Requirement a: Reproduce the data-source entries below line for line, without changing anything.

Text extract:
- Born: Lizabeth Paravisini March 21, 1953 (age 73) Puerto Rico
- Education: University of Puerto Rico, Río Piedras; New York University
- Occupation: Academic
- Spouse: Gordon Gebert ​(m. 1988)​
- Children: 1

= Lizabeth Paravisini-Gebert =

Puerto Rican academic (born 1953)

Lizabeth Paravisini-Gebert (born 1953) is a Puerto Rican academic who specializes in research of the Caribbean. She holds the Sarah Tod Fitz Randolph Distinguished Professor Chair at Vassar College.

==Early life and education==
Lizabeth Paravisini was born in 1953 in Puerto Rico to Virgenmina (née Rivera) and Domingo Paravisini. She grew up in Puerto Rico and completed a Bachelor of Arts degree at the University of Puerto Rico, Río Piedras in 1973 in comparative literature. Continuing her education, she moved to New York City and completed a Master of Arts degree in 1976 at New York University. Paravisini furthered her post-graduate education at New York University, earning a Master of Philosophy in 1980 and a Ph.D. in 1982. She married Gordon Gebert in 1988, a former child actor, who is a professor of architecture at City College of New York. They have one son, and she is stepmother to Gebert's two daughters from his first marriage.

==Career==
In 1981, Paravisini-Gebert began her career teaching as an associate professor in the interdisciplinary Puerto Rican studies program at City University of New York in Brooklyn. Ten years later, she moved to Vassar College, teaching Caribbean culture and literature. Caribbean studies first began to emerge in the middle of the 1980s, and Paravisini-Gebert's career has sought to provide study and future scholarship regarding the cultural and environmental history of the region. She has argued that studies of the region must encompass a broad understanding of both the shared and separate histories of the islands in the region, as those focusing too narrowly on commonalities or post-colonial theory miss the complexities of the cultures. Works, such as Phyllis Shand Allfrey and Decolonizing Feminism: The Home-Grown Roots of Caribbean Women's Movements, explored these complexities and how race relations and the drive for self-determination shaped women's lives.

Records from a data source

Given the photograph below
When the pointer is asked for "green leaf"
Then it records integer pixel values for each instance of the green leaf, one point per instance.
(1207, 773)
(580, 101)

Requirement b: Name every academic degree that the Lizabeth Paravisini-Gebert profile above says she earned.

Written response a:
Given the photograph below
When the pointer is asked for "green leaf"
Then it records integer pixel values for each instance of the green leaf, one point per instance.
(1207, 773)
(580, 101)

Written response b:
- Bachelor of Arts
- Master of Arts
- Master of Philosophy
- Ph.D.